#### [Task goal]
Every record below is to be retyped exactly.
# Given data start
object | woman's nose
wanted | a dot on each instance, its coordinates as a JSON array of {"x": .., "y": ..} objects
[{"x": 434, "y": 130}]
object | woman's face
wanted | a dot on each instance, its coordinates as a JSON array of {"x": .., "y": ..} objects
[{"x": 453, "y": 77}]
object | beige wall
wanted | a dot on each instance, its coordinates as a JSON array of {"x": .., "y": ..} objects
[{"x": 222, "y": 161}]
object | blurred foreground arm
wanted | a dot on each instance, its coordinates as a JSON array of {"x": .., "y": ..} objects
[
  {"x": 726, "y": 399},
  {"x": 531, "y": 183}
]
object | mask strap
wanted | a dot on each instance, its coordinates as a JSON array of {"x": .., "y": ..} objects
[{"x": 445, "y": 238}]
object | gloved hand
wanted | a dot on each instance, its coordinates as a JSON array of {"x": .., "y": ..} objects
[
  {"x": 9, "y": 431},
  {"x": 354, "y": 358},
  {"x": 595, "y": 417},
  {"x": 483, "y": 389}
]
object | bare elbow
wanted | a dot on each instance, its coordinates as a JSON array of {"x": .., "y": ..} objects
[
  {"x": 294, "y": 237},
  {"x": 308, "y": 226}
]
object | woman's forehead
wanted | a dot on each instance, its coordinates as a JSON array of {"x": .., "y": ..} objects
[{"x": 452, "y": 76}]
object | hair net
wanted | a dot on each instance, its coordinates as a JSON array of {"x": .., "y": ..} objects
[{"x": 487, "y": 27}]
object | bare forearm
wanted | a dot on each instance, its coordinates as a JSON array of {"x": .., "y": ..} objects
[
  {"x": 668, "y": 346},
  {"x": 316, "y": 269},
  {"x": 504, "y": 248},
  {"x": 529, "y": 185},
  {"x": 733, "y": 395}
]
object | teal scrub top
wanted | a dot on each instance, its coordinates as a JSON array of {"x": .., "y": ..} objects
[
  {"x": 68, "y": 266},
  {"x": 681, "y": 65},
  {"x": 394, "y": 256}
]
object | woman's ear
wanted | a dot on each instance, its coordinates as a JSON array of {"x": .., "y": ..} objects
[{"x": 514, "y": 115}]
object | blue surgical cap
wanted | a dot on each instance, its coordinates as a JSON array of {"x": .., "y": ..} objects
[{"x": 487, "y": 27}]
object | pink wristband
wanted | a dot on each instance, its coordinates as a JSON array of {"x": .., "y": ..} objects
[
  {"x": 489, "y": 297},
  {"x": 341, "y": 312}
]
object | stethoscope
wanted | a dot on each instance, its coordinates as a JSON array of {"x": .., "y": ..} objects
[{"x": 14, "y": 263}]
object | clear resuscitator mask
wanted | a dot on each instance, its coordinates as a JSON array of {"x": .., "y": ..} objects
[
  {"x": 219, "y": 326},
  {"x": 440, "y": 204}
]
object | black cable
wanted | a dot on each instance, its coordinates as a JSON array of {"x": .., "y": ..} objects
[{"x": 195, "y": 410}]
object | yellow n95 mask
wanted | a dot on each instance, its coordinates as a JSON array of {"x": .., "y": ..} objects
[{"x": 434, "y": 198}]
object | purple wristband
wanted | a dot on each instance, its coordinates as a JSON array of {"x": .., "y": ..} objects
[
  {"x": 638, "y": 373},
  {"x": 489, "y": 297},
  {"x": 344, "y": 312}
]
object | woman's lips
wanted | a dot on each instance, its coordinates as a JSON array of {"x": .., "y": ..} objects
# Given data end
#### [Output for this exercise]
object | woman's nose
wanted | a dot on each instance, its coordinates as a JSON array of {"x": .., "y": ..} objects
[{"x": 434, "y": 130}]
object | woman's face
wanted | a dot on each instance, its coordinates as a JSON array of {"x": .., "y": ..} objects
[{"x": 453, "y": 77}]
object | beige wall
wanted | a dot on each instance, its coordinates as a JSON array of {"x": .., "y": ..} objects
[{"x": 222, "y": 161}]
object | blurred foreground arm
wanted | a dot on each instance, its coordinates as a JSON array of {"x": .., "y": ..} objects
[
  {"x": 726, "y": 399},
  {"x": 531, "y": 183}
]
object | mask strap
wanted | a dot on each instance, its coordinates as a JSON array of {"x": .., "y": ..} objects
[{"x": 445, "y": 238}]
object | gloved hand
wanted | a dot on each instance, its coordinates as a JSON array of {"x": .., "y": ..} objects
[
  {"x": 9, "y": 431},
  {"x": 354, "y": 358},
  {"x": 595, "y": 417},
  {"x": 483, "y": 389}
]
object | bare elbow
wanted | a dot on each instance, its coordinates as a JSON array of {"x": .., "y": ..} objects
[
  {"x": 294, "y": 237},
  {"x": 308, "y": 226}
]
object | woman's forehead
wanted | a dot on each instance, its coordinates as a JSON array of {"x": .., "y": ..} objects
[{"x": 452, "y": 76}]
object | hair net
wanted | a dot on each instance, its coordinates as a JSON array of {"x": .., "y": ..} objects
[{"x": 487, "y": 27}]
object | bare forearm
wanted | a dot on each instance, its coordinates as a JSON array of {"x": .., "y": ..} objects
[
  {"x": 668, "y": 346},
  {"x": 316, "y": 269},
  {"x": 504, "y": 248},
  {"x": 529, "y": 185},
  {"x": 733, "y": 395}
]
object | teal scrub top
wanted | a dot on each instance, its coordinates as a JSON array of {"x": .., "y": ..} objects
[
  {"x": 68, "y": 266},
  {"x": 681, "y": 65},
  {"x": 394, "y": 256}
]
object | woman's ear
wanted | a dot on each instance, its coordinates as a JSON array of {"x": .., "y": ..} objects
[{"x": 514, "y": 115}]
object | blue surgical cap
wanted | a dot on each instance, its coordinates as a JSON array of {"x": .., "y": ..} objects
[{"x": 487, "y": 27}]
object | pink wristband
wanted | a dot on each instance, its coordinates as a JSON array of {"x": .., "y": ..} objects
[
  {"x": 489, "y": 297},
  {"x": 341, "y": 312}
]
object | stethoscope
wanted | a dot on each instance, its coordinates as a JSON array of {"x": .., "y": ..} objects
[{"x": 14, "y": 263}]
object | clear resuscitator mask
wanted | a dot on each instance, its coordinates as a JSON array of {"x": .., "y": ..} objects
[
  {"x": 219, "y": 326},
  {"x": 440, "y": 204}
]
object | black cable
wanted | a dot on each instance, its coordinates as a JSON array of {"x": .., "y": ..} objects
[{"x": 195, "y": 410}]
object | yellow n95 mask
wanted | a dot on each instance, its coordinates as a JSON array of {"x": .., "y": ..} objects
[{"x": 434, "y": 198}]
object | purple wristband
wanted | a dot on each instance, its coordinates as a JSON array of {"x": .., "y": ..} objects
[
  {"x": 638, "y": 373},
  {"x": 489, "y": 297},
  {"x": 344, "y": 312}
]
object | woman's lips
wanted | a dot on each instance, its coordinates as a JSON array of {"x": .., "y": ..} objects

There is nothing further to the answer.